Exercise description :: Look below for the line that contains "of the stack", then copy it and each following line to the end of the records, minus any pictures.

Exercise materials ::
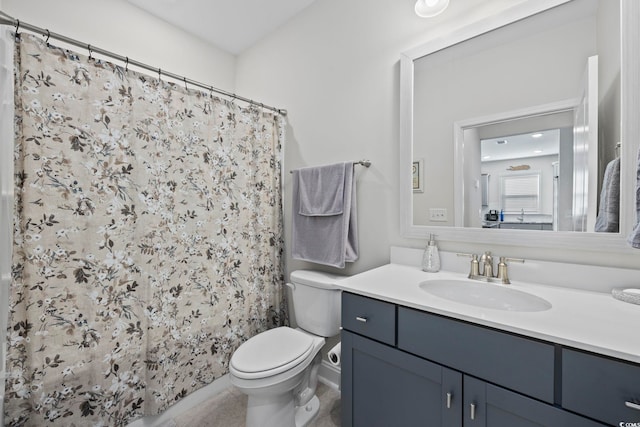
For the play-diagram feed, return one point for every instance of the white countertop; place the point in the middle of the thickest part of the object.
(592, 321)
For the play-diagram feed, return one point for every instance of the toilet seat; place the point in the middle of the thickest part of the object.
(271, 352)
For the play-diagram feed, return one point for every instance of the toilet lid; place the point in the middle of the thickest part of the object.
(272, 351)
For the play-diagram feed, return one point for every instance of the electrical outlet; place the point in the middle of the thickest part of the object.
(438, 214)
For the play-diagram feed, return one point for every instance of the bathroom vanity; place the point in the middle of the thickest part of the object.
(409, 358)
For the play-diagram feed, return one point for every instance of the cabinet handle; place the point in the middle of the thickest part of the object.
(632, 405)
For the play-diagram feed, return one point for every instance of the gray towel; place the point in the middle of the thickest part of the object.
(634, 237)
(321, 190)
(322, 237)
(608, 219)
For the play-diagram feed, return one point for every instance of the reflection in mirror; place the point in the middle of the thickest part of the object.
(554, 76)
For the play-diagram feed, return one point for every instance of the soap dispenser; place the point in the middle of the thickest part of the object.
(431, 257)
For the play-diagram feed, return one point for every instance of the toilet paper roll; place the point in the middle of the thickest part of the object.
(334, 355)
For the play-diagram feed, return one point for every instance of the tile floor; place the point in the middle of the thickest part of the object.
(228, 410)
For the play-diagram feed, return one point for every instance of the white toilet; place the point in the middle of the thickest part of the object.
(278, 369)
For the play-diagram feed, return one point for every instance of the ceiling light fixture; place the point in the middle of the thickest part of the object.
(430, 8)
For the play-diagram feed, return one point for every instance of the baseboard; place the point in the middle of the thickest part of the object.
(329, 375)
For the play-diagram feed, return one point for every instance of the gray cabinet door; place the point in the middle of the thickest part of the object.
(382, 387)
(486, 405)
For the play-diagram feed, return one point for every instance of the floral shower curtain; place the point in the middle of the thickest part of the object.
(147, 239)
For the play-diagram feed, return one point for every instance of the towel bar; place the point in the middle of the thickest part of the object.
(365, 163)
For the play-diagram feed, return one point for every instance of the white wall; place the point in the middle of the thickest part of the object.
(335, 67)
(122, 28)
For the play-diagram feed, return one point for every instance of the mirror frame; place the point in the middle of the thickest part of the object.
(630, 138)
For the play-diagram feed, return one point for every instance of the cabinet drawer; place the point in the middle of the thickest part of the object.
(599, 387)
(369, 317)
(517, 363)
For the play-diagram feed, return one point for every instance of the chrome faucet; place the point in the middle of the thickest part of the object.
(487, 264)
(486, 261)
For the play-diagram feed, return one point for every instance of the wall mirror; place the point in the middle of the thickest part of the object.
(508, 126)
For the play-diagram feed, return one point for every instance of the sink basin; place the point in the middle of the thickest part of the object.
(498, 297)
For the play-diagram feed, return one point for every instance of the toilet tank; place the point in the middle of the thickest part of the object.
(316, 301)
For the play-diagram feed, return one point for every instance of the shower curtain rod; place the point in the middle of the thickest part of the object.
(8, 20)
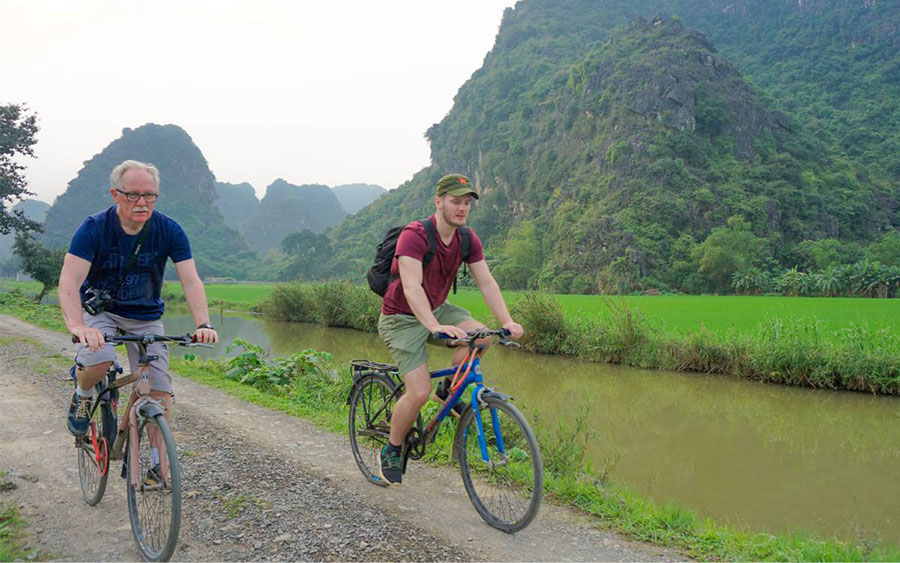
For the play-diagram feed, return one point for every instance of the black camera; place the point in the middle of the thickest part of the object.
(96, 300)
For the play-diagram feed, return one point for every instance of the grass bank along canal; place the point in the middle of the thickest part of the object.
(764, 457)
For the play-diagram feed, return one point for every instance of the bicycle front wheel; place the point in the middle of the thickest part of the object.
(93, 462)
(504, 475)
(154, 505)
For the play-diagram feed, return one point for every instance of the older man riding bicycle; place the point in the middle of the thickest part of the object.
(112, 280)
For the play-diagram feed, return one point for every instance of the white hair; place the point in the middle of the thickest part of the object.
(115, 179)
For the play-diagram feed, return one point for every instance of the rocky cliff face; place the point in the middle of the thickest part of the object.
(621, 150)
(287, 208)
(187, 194)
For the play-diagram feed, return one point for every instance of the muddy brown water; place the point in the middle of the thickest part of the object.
(757, 456)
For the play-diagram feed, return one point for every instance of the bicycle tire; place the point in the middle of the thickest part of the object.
(91, 477)
(155, 512)
(508, 496)
(371, 405)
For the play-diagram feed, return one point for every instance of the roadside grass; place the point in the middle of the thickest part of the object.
(18, 305)
(319, 394)
(12, 535)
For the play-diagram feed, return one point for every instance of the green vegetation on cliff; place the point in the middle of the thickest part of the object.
(616, 154)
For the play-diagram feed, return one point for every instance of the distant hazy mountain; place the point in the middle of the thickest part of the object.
(236, 202)
(187, 194)
(354, 197)
(33, 209)
(287, 208)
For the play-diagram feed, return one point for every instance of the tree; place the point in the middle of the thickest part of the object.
(41, 263)
(520, 258)
(17, 136)
(886, 250)
(727, 250)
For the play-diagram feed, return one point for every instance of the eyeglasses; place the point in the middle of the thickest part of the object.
(132, 196)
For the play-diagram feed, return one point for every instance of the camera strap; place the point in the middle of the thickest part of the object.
(132, 258)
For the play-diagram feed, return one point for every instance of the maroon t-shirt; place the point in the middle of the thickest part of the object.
(438, 275)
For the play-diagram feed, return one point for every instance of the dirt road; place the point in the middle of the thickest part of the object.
(258, 485)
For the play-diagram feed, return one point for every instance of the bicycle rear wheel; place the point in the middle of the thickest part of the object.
(154, 507)
(506, 490)
(93, 463)
(371, 406)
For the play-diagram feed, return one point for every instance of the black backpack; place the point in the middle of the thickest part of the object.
(379, 275)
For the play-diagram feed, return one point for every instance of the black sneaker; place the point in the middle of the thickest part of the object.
(390, 467)
(153, 477)
(79, 417)
(442, 393)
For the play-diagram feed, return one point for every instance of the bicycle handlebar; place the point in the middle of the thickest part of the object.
(474, 335)
(185, 340)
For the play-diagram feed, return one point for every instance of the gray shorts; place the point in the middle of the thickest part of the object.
(107, 323)
(406, 337)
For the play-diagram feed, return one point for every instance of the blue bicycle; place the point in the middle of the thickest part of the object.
(497, 453)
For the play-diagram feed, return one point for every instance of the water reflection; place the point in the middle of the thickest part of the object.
(765, 457)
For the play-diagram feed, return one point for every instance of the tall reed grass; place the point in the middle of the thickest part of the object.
(340, 304)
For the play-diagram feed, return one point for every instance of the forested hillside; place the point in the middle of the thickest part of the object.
(617, 154)
(187, 194)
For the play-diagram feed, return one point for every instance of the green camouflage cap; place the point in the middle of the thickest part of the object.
(456, 185)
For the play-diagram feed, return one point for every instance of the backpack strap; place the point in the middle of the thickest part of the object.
(465, 245)
(465, 242)
(432, 241)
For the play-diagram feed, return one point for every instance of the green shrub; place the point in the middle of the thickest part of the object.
(344, 304)
(546, 329)
(292, 302)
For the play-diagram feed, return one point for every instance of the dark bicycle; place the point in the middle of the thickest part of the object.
(498, 455)
(153, 489)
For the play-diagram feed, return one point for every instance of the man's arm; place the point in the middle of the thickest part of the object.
(195, 295)
(490, 290)
(72, 275)
(411, 278)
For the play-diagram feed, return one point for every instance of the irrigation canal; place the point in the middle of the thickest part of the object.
(759, 456)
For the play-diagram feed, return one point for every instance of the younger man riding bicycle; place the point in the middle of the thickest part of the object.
(415, 307)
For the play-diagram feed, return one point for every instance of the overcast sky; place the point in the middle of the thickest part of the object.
(329, 91)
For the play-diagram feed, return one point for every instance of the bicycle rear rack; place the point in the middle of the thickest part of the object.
(362, 368)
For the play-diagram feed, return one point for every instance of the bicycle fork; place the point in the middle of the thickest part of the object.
(477, 405)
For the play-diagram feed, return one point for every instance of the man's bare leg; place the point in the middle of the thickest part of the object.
(418, 389)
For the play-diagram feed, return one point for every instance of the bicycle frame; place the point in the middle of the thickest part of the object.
(465, 374)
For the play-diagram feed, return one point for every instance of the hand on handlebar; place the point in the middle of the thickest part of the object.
(515, 330)
(449, 331)
(205, 336)
(90, 337)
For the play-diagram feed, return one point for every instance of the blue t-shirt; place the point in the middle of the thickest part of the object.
(101, 241)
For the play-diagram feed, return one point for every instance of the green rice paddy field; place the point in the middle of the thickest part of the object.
(671, 313)
(679, 313)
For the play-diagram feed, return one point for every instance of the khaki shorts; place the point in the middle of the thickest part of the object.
(406, 337)
(107, 323)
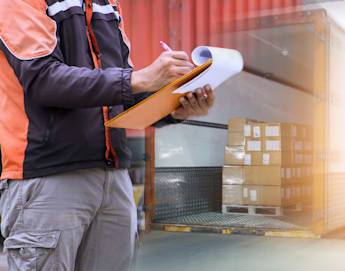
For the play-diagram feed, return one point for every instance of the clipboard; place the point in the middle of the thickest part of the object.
(157, 106)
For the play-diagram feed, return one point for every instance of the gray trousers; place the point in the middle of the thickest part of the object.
(83, 220)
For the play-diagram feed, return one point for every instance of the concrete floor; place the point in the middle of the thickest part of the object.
(199, 251)
(163, 251)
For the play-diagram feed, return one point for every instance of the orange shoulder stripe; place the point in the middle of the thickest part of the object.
(25, 28)
(13, 122)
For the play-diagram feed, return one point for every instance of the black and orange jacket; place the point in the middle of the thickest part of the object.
(63, 71)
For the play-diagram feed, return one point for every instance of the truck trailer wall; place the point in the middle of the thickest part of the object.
(245, 95)
(335, 182)
(185, 24)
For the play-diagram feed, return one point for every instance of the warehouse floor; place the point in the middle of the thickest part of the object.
(164, 251)
(200, 251)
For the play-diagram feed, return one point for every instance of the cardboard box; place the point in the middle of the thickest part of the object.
(241, 125)
(252, 175)
(272, 130)
(232, 194)
(237, 156)
(269, 195)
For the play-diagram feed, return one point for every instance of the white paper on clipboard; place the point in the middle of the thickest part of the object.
(225, 64)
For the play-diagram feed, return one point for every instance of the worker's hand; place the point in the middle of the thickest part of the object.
(195, 104)
(168, 67)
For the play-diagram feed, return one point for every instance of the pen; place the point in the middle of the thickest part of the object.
(165, 46)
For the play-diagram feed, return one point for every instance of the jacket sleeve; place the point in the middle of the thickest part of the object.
(47, 81)
(161, 123)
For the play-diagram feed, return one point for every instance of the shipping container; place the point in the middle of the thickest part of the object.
(293, 56)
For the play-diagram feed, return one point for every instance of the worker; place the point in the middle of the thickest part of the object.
(66, 196)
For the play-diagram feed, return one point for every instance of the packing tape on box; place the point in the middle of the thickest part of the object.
(272, 131)
(273, 145)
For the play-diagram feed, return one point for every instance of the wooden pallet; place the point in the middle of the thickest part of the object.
(252, 210)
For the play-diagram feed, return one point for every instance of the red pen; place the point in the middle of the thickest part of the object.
(165, 46)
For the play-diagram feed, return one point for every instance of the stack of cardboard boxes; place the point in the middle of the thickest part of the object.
(267, 164)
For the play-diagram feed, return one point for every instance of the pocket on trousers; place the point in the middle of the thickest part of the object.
(30, 251)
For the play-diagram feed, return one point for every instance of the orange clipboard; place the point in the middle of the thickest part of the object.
(155, 107)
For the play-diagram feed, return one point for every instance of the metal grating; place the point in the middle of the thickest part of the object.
(229, 220)
(185, 191)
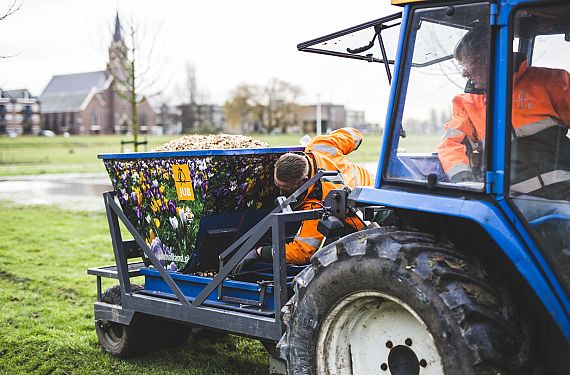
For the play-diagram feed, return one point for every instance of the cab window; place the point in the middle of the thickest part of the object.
(441, 122)
(540, 120)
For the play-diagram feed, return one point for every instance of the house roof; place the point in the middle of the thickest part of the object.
(16, 94)
(69, 92)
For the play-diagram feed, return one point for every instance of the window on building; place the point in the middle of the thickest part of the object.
(27, 113)
(143, 119)
(94, 118)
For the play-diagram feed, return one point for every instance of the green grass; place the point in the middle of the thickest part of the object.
(46, 304)
(39, 155)
(29, 155)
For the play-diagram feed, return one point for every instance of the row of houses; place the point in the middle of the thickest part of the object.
(90, 103)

Written answer ::
For the play-diagram feed, return one point for every instance of the stack of cardboard boxes; place the point in the middle of the thickest part of the object.
(267, 164)
For the play-diagram feed, return one point for every instance of the pocket on trousers; place the point in the middle of the thickest part of the object.
(30, 251)
For the play-diagram feed, return one point for every instance of the orange clipboard; place the point in the middle of the thickest part of the object.
(155, 107)
For the play-diagram feed, return one point for every instance of the metal grating; place the point in the middle of the thickest part of the object.
(229, 220)
(185, 191)
For the play-diagram feed, return one point for every instance of the cab window; place the point in the middle of the thickest part of the object.
(441, 122)
(540, 120)
For the play-diagram feed, return one point for every instance of the house roof; place the point in the middle of the thickest part of the object.
(16, 94)
(69, 92)
For the play-diagram feed, return one point for every instance of the window on building; place the point in the middle of the thickest part of the object.
(27, 113)
(143, 119)
(94, 118)
For the play-diagram feed, return one point for every instance of the green grass; place the point in the middle of the thickest part of the object.
(46, 304)
(39, 155)
(29, 155)
For the play-diagram feed, return one point for every instance of the row of houses; place the point in the middle of the thickest part of the object.
(90, 103)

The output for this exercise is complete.